----- Dataset

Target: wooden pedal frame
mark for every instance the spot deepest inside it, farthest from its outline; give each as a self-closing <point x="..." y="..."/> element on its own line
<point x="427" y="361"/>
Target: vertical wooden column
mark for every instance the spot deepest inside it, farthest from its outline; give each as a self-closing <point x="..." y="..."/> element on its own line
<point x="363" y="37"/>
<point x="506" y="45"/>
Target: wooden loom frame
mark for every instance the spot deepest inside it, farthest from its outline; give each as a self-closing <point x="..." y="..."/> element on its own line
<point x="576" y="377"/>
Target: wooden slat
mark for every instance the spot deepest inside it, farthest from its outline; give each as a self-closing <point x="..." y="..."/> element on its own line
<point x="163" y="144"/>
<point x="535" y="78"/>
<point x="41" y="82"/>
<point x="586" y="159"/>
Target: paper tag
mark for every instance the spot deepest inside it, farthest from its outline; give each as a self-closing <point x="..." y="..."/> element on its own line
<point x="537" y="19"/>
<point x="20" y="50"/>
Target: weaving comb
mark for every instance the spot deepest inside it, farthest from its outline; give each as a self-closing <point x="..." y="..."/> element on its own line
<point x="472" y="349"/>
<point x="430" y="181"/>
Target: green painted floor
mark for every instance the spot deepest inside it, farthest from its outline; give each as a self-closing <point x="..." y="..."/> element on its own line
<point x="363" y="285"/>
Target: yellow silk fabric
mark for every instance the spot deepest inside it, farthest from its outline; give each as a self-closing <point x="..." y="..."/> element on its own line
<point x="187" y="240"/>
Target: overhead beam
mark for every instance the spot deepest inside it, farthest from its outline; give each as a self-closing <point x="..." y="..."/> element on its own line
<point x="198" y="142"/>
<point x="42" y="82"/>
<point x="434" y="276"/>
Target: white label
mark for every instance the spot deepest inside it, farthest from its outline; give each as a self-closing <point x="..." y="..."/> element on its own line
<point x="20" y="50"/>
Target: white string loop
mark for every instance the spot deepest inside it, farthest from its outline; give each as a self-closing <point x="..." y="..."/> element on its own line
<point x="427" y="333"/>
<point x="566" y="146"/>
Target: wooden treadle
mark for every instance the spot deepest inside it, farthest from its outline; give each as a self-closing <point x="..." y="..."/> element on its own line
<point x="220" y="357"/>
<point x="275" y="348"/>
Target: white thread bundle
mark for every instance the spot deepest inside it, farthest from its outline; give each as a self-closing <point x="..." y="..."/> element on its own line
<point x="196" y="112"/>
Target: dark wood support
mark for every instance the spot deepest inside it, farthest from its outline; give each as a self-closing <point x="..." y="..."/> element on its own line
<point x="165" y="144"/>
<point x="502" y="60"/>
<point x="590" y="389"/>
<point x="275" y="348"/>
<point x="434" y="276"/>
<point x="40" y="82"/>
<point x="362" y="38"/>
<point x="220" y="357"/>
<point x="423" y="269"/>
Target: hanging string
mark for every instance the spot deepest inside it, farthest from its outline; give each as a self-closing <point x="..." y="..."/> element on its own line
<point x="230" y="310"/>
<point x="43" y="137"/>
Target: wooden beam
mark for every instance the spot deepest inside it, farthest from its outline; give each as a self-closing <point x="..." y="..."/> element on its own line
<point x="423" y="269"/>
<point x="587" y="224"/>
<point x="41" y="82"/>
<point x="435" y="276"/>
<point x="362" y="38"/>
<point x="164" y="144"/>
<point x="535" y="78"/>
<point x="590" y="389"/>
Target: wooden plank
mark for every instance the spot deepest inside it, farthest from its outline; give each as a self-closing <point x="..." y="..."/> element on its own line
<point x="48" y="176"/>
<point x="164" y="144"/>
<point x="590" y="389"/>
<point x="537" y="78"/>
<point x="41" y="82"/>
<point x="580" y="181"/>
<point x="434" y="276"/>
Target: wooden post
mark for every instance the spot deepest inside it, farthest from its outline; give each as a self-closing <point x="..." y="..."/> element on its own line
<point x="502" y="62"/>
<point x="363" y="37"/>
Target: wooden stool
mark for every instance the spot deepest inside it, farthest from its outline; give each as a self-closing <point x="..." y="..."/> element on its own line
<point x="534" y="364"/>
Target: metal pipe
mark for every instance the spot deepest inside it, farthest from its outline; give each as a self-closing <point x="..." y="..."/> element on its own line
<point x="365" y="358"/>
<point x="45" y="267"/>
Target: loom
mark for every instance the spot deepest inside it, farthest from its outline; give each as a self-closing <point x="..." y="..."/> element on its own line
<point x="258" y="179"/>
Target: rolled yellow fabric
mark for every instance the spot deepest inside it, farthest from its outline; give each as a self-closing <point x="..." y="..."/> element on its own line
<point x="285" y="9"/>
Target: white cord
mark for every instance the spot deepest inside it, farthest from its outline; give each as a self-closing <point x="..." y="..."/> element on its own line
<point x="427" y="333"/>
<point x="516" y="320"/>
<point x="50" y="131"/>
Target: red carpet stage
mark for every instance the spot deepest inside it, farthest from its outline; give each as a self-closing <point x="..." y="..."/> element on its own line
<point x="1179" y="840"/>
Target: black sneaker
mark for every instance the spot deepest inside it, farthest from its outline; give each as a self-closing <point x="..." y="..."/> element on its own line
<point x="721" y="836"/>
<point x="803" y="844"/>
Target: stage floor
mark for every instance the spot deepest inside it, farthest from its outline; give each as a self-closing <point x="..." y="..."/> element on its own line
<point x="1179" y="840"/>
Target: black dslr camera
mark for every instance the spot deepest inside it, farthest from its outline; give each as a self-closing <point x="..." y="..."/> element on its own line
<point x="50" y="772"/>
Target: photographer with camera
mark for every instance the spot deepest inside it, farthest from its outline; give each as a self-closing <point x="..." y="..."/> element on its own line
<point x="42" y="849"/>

----------

### Requirements
Rewrite all of the records above as a two-column CSV with the header input,output. Give one row per record, with its text under input and its answer under output, each in a single quoted field with line breaks replaced by spaces.

### Task response
input,output
"Target: wooden pedal frame mark for every instance the spot deepest inside it, farthest from its outline; give each as a self-closing <point x=""..."" y=""...""/> element on its own line","<point x=""427"" y=""361""/>"
"Target: vertical wooden column mark for every instance the spot deepest inside it, farthest from its outline; give each as a self-closing <point x=""..."" y=""...""/> element on its own line","<point x=""363"" y=""37""/> <point x=""506"" y=""45""/>"
"Target: wooden loom frame mark for every instance the spot deepest inside it, farthest from its outline; give each as a self-closing <point x=""..."" y=""...""/> element on its own line","<point x=""576"" y=""377""/>"
"Target: wooden slat mark for every instance the spot deepest inside it, farthest from its outline; give each as a self-closing <point x=""..."" y=""...""/> element on its own line","<point x=""163"" y=""144""/> <point x=""535"" y=""78""/> <point x=""41"" y=""82""/> <point x=""586"" y=""159""/>"
"Target: paper tag mark for every instance the spot deepest inside it, farthest from its outline; give each as a self-closing <point x=""..."" y=""...""/> element on its own line","<point x=""537"" y=""19""/> <point x=""20"" y=""50""/>"
"Target: weaving comb mark for every instance the spot deepest inside it, farthest from its outline; give each as a self-closing <point x=""..."" y=""...""/> element on its own line","<point x=""472"" y=""349""/> <point x=""430"" y=""181""/>"
"Target: green painted floor mark for every instance the spot deepest inside it, farthest from its outline; give each as a self-closing <point x=""..."" y=""...""/> element on its own line","<point x=""363"" y=""285""/>"
"Target: yellow silk fabric mark for every instance the spot deepest inside it, farthest from its outline; give each as a self-closing <point x=""..."" y=""...""/> element on its own line","<point x=""187"" y=""240""/>"
"Target: overhead beam mark for every instance the spot deepest inside it, farthest from its outline; give each as a self-closing <point x=""..."" y=""...""/> element on its own line","<point x=""198"" y=""142""/> <point x=""42"" y=""82""/> <point x=""434"" y=""276""/>"
"Target: white label mark for every instance the spot deepest inside it, farthest from its outline; give each as a self-closing <point x=""..."" y=""...""/> element on its own line","<point x=""20"" y=""50""/>"
"Target: white string loop mark for every instance the spot deepest inside it, farthest from its outline; give each as a self-closing <point x=""..."" y=""...""/> element on its own line","<point x=""427"" y=""333""/> <point x=""566"" y=""146""/>"
"Target: wooden treadle mark for every instance the spot deepest inside it, farthest from its outline; give each as a self-closing <point x=""..."" y=""...""/> element on its own line","<point x=""220"" y=""357""/> <point x=""275"" y=""348""/>"
"Target: white thread bundle mark for every instance the spot deepest inside it, farthest from its outline; give each as a self-closing <point x=""..."" y=""...""/> element on its own line","<point x=""196"" y=""112""/>"
"Target: dark wood support mark for every instance the spot deepest inside it, farthest from its outline; give each as a self-closing <point x=""..."" y=""...""/> element on its own line","<point x=""165"" y=""144""/> <point x=""502"" y=""60""/> <point x=""590"" y=""389""/> <point x=""275"" y=""348""/> <point x=""434"" y=""276""/> <point x=""40"" y=""82""/> <point x=""362"" y=""38""/> <point x=""220"" y=""357""/> <point x=""423"" y=""269""/>"
"Target: hanging string mark for every instance the spot deepest inside it, farthest from its outline; give each as a self-closing <point x=""..."" y=""...""/> element on its own line","<point x=""230"" y=""310""/> <point x=""43"" y=""137""/>"
"Target: wooden beam mark for every instance the spot deepest inside it, farthest from its outline; give each as a self-closing <point x=""..."" y=""...""/> element on its own line","<point x=""423"" y=""269""/> <point x=""587"" y=""224""/> <point x=""41"" y=""82""/> <point x=""435"" y=""276""/> <point x=""362"" y=""38""/> <point x=""164"" y=""144""/> <point x=""535"" y=""78""/> <point x=""590"" y=""389""/>"
"Target: wooden plank mark for every instance the spot deepest inside it, farthest from its outline; give each as a self-closing <point x=""..."" y=""...""/> element on its own line","<point x=""48"" y=""176""/> <point x=""164"" y=""144""/> <point x=""590"" y=""389""/> <point x=""537"" y=""78""/> <point x=""41"" y=""82""/> <point x=""580"" y=""181""/> <point x=""434"" y=""276""/>"
"Target: wooden post mark for every instance the spot deepest inside it, farthest from its outline; give each as a self-closing <point x=""..."" y=""...""/> element on its own line","<point x=""502"" y=""62""/> <point x=""363"" y=""37""/>"
"Target: wooden stool mark for every instance the spot deepest inside it, farthest from its outline; give each as a self-closing <point x=""..."" y=""...""/> element on its own line","<point x=""534"" y=""364""/>"
"Target: metal pipe mark for every instance the spot deepest inside it, farthest from its outline; give each as a self-closing <point x=""..."" y=""...""/> element on its own line","<point x=""365"" y=""358""/> <point x=""45"" y=""267""/>"
"Target: loom mark for every instance the spot deepest inside it, farthest from its outline; give each as a self-closing <point x=""..."" y=""...""/> element on its own line","<point x=""258"" y=""179""/>"
"Target: rolled yellow fabric mark for every instance the spot deepest inside it, farthest from its outline; give each as a self-closing <point x=""..."" y=""...""/> element on its own line","<point x=""285"" y=""9""/>"
"Target: white cord mark for every instance the spot deepest inside it, farthest from its outline; give each as a self-closing <point x=""..."" y=""...""/> element on its own line","<point x=""427"" y=""333""/> <point x=""516"" y=""320""/> <point x=""50"" y=""131""/>"
"Target: red carpet stage mark for every instance the spot deepest inside it, farthest from its outline; give each as a self-closing <point x=""..."" y=""...""/> element on its own line","<point x=""1179"" y=""840""/>"
"Target: black sneaker mark for every instance the spot deepest inside it, farthest from its outline; give each as a self-closing <point x=""..."" y=""...""/> element on its own line","<point x=""721"" y=""836""/> <point x=""803"" y=""844""/>"
"Target: stage floor mark for every instance the spot deepest inside it, farthest from its outline; give each as a self-closing <point x=""..."" y=""...""/> element on its own line","<point x=""1179"" y=""840""/>"
"Target: black dslr camera mark for every instance the spot deepest inside it, farthest from its outline; give each as a self-closing <point x=""..."" y=""...""/> element on its own line","<point x=""50"" y=""772""/>"
"Target: photographer with camera mark for every instance the spot deepest inside it, farthest from its outline; give each as a self-closing <point x=""..."" y=""...""/> element on its own line","<point x=""42"" y=""849""/>"